Instruction:
Please count the lines in the entries below that contain the word "parked" and reply with that number alone.

Information provided:
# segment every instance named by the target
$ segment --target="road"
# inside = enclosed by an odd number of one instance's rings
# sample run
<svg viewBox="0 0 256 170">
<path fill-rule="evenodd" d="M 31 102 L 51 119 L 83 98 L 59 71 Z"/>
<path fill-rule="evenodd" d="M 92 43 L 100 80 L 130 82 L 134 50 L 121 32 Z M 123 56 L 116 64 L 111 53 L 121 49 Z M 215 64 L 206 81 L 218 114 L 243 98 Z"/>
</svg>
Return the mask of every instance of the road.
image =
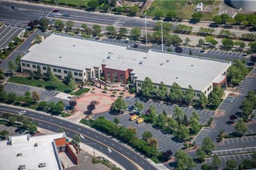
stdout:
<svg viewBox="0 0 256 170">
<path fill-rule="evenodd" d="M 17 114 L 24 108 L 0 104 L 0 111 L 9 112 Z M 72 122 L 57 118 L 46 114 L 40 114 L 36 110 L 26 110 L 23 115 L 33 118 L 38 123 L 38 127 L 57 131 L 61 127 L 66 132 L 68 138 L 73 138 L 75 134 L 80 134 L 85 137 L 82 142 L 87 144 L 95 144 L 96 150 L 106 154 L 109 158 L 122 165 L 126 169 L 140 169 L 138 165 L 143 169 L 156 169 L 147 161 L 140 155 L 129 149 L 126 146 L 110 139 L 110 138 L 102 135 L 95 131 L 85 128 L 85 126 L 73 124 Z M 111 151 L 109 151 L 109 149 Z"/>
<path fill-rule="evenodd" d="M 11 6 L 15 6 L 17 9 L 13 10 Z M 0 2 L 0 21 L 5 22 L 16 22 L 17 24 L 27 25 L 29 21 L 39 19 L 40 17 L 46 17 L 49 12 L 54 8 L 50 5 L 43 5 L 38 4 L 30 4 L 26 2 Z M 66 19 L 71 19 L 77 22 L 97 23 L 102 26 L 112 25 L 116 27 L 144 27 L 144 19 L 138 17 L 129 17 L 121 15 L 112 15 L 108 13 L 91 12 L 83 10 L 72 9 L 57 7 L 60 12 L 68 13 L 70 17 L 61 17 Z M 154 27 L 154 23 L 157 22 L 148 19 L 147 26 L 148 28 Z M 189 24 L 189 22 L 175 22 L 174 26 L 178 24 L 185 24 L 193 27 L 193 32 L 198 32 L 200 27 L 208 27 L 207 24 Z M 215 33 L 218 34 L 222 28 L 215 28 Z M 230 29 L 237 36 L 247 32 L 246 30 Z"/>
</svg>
...
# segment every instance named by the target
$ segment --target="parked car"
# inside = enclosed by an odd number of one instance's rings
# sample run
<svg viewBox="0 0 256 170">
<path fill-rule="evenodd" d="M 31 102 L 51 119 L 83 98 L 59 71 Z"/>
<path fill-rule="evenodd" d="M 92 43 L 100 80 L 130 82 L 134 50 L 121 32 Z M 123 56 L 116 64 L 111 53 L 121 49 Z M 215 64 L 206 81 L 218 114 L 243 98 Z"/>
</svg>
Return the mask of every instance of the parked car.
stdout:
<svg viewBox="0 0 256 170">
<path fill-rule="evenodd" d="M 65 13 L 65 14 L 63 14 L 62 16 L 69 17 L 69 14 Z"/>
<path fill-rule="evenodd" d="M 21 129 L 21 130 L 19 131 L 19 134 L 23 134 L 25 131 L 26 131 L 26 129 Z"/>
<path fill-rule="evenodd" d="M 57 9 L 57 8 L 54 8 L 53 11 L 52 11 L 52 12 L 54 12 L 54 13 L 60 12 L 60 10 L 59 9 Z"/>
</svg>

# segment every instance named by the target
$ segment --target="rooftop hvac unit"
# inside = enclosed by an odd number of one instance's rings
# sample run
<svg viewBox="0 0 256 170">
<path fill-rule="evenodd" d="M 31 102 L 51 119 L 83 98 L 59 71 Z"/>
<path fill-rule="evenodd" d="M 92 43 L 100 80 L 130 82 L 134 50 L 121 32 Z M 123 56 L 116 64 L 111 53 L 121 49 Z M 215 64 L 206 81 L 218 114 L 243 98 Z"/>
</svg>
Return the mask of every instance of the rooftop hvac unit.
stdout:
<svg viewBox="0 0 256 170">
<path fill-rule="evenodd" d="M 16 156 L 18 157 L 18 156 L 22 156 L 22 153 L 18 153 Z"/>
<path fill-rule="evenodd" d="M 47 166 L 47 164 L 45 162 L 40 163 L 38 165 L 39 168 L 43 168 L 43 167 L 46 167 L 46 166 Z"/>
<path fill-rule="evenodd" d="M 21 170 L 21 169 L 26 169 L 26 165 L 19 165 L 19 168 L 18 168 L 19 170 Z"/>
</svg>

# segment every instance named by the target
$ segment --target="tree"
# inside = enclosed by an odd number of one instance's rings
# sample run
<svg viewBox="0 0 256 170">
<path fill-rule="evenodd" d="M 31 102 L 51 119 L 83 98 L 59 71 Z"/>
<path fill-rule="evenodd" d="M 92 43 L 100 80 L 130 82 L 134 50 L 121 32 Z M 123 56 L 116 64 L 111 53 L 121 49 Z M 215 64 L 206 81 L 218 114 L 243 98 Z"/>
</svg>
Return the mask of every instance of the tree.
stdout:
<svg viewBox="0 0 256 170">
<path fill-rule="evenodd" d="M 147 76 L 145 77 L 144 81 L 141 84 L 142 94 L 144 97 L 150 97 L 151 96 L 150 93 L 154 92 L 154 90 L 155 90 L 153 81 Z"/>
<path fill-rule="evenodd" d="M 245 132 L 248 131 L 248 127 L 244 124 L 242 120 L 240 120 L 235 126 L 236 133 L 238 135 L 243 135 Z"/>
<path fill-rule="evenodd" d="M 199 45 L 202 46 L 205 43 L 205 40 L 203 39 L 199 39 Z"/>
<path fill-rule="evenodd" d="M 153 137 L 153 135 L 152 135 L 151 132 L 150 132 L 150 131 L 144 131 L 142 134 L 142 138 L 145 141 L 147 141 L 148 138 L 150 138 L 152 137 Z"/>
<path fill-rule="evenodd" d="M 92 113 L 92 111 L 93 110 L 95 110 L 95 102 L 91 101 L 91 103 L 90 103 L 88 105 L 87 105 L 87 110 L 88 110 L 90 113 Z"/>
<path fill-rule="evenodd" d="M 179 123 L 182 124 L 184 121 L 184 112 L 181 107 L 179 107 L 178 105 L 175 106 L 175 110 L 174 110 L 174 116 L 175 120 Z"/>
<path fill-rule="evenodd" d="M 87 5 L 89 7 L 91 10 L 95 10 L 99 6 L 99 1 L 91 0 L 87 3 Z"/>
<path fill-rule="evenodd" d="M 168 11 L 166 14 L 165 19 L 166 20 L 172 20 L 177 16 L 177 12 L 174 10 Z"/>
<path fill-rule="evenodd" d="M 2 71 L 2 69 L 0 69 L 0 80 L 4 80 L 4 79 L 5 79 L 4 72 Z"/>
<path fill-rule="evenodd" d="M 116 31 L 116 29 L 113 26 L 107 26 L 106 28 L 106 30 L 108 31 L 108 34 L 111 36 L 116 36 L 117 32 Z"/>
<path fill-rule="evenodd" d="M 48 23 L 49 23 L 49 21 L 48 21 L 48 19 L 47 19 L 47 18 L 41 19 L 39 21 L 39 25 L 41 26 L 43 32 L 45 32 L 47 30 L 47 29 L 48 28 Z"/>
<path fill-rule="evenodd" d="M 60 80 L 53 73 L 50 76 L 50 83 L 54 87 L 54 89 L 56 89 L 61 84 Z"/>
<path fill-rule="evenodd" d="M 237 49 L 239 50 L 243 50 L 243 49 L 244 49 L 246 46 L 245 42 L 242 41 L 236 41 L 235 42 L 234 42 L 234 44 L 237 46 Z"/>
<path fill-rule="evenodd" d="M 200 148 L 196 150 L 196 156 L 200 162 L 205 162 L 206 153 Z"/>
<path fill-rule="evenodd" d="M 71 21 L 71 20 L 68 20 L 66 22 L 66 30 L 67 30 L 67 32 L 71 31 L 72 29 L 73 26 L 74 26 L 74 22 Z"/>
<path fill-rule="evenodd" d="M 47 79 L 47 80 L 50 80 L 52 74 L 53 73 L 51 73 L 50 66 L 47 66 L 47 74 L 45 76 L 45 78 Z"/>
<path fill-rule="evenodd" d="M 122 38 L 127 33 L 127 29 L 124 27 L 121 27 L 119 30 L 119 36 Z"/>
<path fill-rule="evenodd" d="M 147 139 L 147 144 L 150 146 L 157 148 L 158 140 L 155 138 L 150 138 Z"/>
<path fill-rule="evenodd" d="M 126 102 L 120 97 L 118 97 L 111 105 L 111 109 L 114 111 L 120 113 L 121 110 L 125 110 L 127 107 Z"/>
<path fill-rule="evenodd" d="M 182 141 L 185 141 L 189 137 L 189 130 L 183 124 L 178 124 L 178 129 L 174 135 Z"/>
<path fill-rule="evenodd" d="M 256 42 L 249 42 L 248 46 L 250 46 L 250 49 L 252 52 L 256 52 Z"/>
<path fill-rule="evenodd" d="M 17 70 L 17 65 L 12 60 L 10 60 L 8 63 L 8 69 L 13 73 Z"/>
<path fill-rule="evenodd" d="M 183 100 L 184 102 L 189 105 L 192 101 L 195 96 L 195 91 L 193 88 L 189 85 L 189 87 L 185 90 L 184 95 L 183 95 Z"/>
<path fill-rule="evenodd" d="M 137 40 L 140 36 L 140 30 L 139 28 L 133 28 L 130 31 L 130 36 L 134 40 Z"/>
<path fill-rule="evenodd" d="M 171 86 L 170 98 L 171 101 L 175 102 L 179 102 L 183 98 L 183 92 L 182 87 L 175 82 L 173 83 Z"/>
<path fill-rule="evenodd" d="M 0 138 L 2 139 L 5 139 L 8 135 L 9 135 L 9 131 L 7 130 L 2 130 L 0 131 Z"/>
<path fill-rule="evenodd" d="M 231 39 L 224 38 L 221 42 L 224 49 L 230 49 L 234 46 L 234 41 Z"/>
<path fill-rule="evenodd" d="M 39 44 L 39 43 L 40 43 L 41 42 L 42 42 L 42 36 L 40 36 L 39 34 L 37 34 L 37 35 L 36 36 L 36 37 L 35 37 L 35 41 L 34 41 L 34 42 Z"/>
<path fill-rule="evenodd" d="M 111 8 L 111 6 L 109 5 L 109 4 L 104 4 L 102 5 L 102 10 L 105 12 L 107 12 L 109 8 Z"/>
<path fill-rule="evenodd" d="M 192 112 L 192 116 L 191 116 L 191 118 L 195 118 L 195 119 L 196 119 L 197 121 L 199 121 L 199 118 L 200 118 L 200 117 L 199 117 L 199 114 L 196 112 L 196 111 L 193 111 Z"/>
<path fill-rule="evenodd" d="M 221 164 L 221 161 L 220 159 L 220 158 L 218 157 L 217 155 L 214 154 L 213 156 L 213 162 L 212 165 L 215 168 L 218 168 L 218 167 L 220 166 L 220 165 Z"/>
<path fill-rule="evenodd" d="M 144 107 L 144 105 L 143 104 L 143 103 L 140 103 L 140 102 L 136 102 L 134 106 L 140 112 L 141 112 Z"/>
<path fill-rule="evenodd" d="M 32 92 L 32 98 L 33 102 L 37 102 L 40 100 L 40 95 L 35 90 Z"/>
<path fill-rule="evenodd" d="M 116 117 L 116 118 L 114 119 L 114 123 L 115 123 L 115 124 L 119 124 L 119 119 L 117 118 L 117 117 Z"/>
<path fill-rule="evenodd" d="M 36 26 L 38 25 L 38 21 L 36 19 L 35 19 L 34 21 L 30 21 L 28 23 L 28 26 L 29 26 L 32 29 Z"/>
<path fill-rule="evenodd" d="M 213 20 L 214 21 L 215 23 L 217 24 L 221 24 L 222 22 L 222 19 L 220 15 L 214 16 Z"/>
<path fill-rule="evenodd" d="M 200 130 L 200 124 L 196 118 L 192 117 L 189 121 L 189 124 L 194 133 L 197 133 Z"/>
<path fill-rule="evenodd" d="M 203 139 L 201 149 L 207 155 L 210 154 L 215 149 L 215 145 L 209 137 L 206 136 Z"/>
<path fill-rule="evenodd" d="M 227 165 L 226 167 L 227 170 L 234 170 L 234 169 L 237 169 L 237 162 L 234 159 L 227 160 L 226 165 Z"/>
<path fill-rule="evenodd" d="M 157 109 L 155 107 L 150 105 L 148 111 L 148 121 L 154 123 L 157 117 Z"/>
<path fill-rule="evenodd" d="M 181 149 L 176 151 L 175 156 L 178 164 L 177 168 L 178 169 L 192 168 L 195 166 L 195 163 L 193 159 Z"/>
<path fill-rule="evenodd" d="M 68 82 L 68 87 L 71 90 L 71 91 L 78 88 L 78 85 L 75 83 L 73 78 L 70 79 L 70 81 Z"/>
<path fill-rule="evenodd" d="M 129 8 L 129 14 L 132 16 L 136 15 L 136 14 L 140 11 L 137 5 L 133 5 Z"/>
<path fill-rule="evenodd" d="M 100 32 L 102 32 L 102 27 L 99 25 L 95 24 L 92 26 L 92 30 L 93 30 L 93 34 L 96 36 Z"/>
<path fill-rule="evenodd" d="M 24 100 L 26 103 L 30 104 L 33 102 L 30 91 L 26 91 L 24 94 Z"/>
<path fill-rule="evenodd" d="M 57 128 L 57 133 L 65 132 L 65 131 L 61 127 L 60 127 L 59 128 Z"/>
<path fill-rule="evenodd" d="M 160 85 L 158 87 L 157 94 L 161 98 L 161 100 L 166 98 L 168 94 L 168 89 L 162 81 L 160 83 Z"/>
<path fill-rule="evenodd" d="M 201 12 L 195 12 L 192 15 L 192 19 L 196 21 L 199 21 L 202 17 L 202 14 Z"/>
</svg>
--
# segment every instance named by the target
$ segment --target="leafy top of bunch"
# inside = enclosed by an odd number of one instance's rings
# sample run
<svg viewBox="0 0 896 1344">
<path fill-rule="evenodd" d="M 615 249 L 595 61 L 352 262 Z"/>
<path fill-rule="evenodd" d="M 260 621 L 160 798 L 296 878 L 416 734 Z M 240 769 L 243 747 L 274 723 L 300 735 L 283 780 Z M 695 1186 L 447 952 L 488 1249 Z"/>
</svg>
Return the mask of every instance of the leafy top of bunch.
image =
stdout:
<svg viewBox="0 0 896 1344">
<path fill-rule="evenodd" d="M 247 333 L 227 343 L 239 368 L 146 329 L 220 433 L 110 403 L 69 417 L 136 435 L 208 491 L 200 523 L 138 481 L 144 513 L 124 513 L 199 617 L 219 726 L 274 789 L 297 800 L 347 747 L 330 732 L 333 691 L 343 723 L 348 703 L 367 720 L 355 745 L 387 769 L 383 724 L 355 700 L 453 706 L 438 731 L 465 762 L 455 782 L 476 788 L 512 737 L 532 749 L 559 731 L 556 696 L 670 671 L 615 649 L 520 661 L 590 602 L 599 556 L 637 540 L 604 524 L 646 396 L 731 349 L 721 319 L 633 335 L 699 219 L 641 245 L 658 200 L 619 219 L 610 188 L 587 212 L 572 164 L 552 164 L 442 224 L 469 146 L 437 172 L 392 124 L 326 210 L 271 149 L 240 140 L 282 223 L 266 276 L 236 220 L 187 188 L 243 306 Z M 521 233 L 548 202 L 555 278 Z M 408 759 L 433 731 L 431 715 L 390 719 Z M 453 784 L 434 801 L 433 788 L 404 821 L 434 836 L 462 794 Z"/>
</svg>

Written reply:
2